Friday, April 23, 2010

The Brilliance of Maybe and the Value of Static Type Checking

I am sometimes surprised by the strokes of genius hidden inside Haskell's type system. For example: the Maybe type.

Maybe a is a parameterized type that can hold either the value Nothing, or a value Just a . Seems simple enough - it's an optional value.

But it goes deeper than that. Look at an object of type String in Java. This object's type is actually larger than String - it can either represent a string of characters or the special value null. Languages like Java, Ruby, and C# all make the mistake of allowing any type at all to hold null. This greatly diminishes the value of static typing, since any call of the form string.length() will sail happily past the compiler and then throw the dread NullPointerException at runtime if passed a null. The compiler will never see it coming, and your program could work for some time before you discover the problem.

But in Haskell, we must be explicit. By default, an object of type Integer can only hold an integral value - there is no null, and no possibility of a runtime null pointer exception. The Haskell compiler will not even produce a program if you try to pass Nothing into a non-Maybe type. A datatype cannot be instantiated with null values unless you explicitly allow it to hold them.

This eliminates an enormous class of errors. Anyone who has maintained a large Java application instinctively shudders at the prospect of an NPE - the value could have become null at any point in the program and resolving it requires extensive tracing.

Further, in order to avoid the possibility of an NPE, you must litter your code with distracting and unnecessary conditionals like:

if( foo == null ) throw new IllegalArgumentException( ..
if( foo.bar() == null ) throw new IllegalArgumentException( ... );


before doing any real work. But what's worse is that you're turning a programming error into a runtime exception. The fact that your program compiles does not guarantee that you will have no NPE's and running it does not guarantee that you will hit every branch that might generate one.

In Haskell, it is simply impossible to write a program that is susceptible to NullPointerExceptions at runtime unless you explicitly make the type in question optional by wrapping with Maybe.

> **Requirement 1**:
Using the post on Haskell's Maybe type, decide whether each statement is true: (a) Java, Ruby, and C# let any type hold null; (b) the Haskell compiler still produces a program, with a warning, when Nothing is passed into a non-Maybe type; (c) by default, a Haskell Integer can hold null. For each, answer yes or no and quote the words that settle it.
> **Requirement 2**:
Reproduce the post on Haskell's Maybe type word for word, starting at "The Brilliance of" and ending at "the Maybe type.".
The records have nothing to do with the post on Haskell's Maybe type.

> **Data lines**:
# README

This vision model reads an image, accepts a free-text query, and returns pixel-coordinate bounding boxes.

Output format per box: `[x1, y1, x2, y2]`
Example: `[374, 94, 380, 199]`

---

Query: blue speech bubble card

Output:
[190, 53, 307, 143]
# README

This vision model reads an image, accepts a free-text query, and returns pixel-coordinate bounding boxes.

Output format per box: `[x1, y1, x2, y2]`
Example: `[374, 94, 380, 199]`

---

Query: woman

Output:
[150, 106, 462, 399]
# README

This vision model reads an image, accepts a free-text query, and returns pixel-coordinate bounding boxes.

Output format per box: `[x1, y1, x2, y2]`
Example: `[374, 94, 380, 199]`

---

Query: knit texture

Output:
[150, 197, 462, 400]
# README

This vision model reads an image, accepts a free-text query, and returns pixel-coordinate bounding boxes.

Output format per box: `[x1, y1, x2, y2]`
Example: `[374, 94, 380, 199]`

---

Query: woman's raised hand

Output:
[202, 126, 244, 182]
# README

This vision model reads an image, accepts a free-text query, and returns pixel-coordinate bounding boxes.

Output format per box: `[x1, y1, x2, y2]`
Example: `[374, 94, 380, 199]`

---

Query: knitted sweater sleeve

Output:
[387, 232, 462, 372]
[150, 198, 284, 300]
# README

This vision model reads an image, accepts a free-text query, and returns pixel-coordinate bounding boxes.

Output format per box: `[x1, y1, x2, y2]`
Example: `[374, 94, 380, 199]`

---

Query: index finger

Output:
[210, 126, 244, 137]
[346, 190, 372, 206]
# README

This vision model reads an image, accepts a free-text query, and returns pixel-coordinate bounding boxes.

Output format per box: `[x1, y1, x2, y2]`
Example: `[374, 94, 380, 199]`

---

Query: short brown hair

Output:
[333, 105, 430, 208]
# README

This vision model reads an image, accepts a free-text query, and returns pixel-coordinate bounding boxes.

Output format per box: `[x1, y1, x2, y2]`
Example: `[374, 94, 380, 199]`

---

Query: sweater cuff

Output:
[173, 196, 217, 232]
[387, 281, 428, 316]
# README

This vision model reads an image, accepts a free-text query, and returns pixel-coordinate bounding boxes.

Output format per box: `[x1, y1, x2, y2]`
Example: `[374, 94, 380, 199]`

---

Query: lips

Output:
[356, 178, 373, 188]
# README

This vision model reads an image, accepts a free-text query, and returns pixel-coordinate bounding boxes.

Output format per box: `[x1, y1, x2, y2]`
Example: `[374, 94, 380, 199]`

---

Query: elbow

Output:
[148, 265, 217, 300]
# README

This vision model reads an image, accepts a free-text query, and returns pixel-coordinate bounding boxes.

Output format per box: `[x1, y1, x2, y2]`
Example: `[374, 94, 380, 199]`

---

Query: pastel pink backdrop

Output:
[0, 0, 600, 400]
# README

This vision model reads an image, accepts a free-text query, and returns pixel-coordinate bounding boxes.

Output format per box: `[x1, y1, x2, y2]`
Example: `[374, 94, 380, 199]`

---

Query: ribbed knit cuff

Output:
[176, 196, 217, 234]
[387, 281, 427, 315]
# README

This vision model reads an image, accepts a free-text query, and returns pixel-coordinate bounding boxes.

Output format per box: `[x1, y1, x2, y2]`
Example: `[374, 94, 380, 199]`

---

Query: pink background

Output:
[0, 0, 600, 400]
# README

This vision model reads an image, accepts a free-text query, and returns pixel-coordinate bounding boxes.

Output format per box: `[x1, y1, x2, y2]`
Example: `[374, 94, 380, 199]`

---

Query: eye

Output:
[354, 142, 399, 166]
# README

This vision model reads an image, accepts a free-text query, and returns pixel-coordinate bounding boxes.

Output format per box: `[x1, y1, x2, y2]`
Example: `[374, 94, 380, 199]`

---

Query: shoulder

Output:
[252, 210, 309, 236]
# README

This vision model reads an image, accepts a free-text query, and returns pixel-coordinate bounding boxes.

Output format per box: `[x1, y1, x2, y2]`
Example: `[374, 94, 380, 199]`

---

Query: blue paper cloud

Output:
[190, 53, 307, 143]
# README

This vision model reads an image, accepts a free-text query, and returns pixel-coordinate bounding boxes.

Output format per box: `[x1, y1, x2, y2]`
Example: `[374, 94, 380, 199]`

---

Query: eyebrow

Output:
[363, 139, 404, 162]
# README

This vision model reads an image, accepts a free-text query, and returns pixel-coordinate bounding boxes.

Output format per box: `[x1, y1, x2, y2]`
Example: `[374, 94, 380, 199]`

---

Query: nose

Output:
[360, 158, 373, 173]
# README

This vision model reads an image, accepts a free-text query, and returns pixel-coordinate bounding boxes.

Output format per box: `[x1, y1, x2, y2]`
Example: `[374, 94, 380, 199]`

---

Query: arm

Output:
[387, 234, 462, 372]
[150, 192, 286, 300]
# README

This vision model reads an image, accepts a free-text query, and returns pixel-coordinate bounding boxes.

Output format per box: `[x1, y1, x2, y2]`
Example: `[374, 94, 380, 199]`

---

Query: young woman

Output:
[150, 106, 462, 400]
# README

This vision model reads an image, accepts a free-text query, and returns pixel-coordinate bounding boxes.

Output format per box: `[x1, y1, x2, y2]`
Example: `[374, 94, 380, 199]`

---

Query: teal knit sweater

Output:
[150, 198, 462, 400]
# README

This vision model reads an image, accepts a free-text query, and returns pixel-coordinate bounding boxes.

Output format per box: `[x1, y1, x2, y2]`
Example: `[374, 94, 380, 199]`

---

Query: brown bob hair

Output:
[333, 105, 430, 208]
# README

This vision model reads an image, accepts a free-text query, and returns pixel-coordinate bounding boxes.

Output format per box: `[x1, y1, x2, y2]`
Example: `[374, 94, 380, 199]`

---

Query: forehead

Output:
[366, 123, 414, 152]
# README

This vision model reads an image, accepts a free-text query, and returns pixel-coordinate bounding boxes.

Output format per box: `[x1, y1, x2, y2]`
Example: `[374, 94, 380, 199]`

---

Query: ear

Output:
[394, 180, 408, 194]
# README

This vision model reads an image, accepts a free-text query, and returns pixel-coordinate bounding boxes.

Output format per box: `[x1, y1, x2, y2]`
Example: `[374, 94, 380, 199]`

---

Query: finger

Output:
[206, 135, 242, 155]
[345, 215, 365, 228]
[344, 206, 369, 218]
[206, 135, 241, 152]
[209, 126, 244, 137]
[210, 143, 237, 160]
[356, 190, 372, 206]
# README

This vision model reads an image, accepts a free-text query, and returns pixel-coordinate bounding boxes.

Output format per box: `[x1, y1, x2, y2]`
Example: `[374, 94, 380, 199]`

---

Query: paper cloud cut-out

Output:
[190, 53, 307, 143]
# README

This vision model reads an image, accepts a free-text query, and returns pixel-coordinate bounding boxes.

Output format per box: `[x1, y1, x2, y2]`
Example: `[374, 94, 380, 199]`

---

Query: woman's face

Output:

> **Full response 1**:
(a) Yes: "Languages like Java, Ruby, and C# all make the mistake of allowing any type at all to hold null."
(b) No: "The Haskell compiler will not even produce a program if you try to pass Nothing into a non-Maybe type."
(c) No: "By default, an object of type Integer can only hold an integral value - there is no null"

> **Full response 2**:
The Brilliance of Maybe and the Value of Static Type Checking

I am sometimes surprised by the strokes of genius hidden inside Haskell's type system. For example: the Maybe type.